Chapleau: Roger Fleury
Roger J. Fleury has Bachelor of Arts, Bachelor of Social Science, and Master of Education degrees from the University of Ottawa, and is a retired teacher of history and economics. He served on the board of the Pavillon du Parc, a centre for severely disabled children located in Aylmer, until its administration was taken over by the Quebec government in the 1990s; one of Fleury's own children is severely disabled.

He has been a Green Party candidate in two elections and also ran for mayor of Gatineau in 2009. Sixty-six years old during the municipal campaign, he was president of the Coalition for Rapid Transit in the Outaouais and called for a light rail network to replace the city's planned Rapibus transitway. He also proposed a new Gatineau city square that would combine a football stadium, soccer pitch, and amphitheatre.

Orford: Louis Hamel
Louis Hamel is a businessperson who served on the city council of Deauville before it was amalgamated into Sherbrooke. He has been a Green Party candidate in two provincial elections. In the 2007 election, he spoke against the provincial government's sale of a part of the Mont-Orford National Park. He was forty-eight years old in 2008.

Richelieu: Patrick Lamothe
Patrick Lamothe was born and raised in Sorel-Tracy, Quebec. He was twenty-two years old at the time of the election and was completing a Bachelor's Degree in teaching secondary social studies at the Université du Québec à Montréal. He called for measures that would stop the exodus of young people from the Sorel-Tracy area. He received 693 votes (2.81%), finishing fifth against Parti Québécois incumbent Sylvain Simard.

JOBS:
[1] List every academic degree that the candidate profiles say Roger J. Fleury holds.
[2] Answer these questions using the candidate profiles:
(a) In what place was the Pavillon du Parc located?
(b) On which city council did Louis Hamel serve?
(c) How many votes did Patrick Lamothe receive?

Rows from a dataset:
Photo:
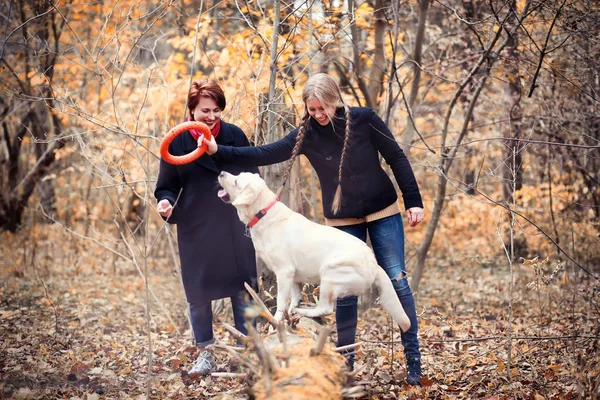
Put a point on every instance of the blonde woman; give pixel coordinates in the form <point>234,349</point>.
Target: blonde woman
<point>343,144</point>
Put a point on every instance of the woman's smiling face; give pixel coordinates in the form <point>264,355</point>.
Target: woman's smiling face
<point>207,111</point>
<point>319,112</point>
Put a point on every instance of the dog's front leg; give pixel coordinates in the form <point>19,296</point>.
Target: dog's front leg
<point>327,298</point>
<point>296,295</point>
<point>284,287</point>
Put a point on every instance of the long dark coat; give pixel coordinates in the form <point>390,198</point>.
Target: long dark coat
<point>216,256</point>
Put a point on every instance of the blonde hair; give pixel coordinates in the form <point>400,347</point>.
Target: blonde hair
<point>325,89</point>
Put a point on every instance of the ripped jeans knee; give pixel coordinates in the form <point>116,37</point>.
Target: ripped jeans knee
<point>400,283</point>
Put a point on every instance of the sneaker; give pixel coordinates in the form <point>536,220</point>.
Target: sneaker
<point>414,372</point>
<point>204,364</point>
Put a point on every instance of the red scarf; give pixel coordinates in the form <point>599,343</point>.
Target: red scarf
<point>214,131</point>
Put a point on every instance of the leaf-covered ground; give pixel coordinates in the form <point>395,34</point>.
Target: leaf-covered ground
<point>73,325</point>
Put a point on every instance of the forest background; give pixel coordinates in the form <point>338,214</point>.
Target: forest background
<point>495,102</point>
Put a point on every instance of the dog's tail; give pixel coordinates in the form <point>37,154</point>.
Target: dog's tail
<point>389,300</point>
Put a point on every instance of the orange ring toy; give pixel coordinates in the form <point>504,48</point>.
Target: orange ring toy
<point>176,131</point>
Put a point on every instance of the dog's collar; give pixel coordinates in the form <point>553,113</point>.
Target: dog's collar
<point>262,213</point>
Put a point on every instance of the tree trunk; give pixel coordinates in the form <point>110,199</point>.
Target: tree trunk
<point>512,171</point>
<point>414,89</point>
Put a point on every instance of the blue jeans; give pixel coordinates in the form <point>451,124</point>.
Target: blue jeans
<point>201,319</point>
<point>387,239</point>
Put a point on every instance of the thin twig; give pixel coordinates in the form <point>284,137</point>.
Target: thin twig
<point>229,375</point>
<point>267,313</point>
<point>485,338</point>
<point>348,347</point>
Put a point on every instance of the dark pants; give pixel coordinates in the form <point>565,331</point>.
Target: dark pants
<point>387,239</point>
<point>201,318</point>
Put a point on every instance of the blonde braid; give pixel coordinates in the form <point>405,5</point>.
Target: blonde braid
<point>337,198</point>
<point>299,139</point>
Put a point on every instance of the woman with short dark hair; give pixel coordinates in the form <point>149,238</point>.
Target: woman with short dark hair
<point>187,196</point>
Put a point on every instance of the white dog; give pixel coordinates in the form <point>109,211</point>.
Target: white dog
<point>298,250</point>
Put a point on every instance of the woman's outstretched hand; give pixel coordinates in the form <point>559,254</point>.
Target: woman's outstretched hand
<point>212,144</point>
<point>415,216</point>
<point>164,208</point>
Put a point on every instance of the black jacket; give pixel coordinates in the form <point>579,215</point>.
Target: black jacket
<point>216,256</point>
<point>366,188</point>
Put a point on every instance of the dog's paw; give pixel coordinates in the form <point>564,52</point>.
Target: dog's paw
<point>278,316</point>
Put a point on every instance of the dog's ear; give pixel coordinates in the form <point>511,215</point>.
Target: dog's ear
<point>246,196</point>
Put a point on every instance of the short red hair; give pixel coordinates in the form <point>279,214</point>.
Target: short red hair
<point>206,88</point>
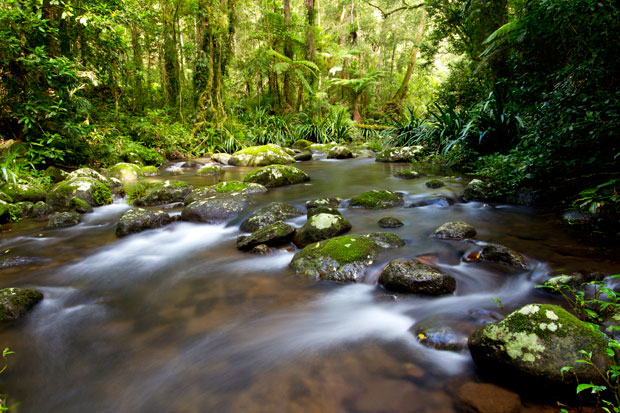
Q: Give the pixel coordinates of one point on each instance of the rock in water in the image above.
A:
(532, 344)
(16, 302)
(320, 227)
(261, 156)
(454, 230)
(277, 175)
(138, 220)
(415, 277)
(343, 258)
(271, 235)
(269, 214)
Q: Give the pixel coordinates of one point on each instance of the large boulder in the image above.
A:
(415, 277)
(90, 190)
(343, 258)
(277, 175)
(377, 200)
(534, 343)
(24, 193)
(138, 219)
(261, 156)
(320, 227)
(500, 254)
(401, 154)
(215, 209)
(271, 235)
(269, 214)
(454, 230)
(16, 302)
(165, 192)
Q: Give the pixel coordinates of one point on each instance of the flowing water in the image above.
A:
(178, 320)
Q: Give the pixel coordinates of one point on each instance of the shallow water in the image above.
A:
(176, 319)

TASK SOLUTIONS:
[1] Bachelor of Arts, Bachelor of Social Science, Master of Education

[2]
(a) Aylmer
(b) Deauville
(c) 693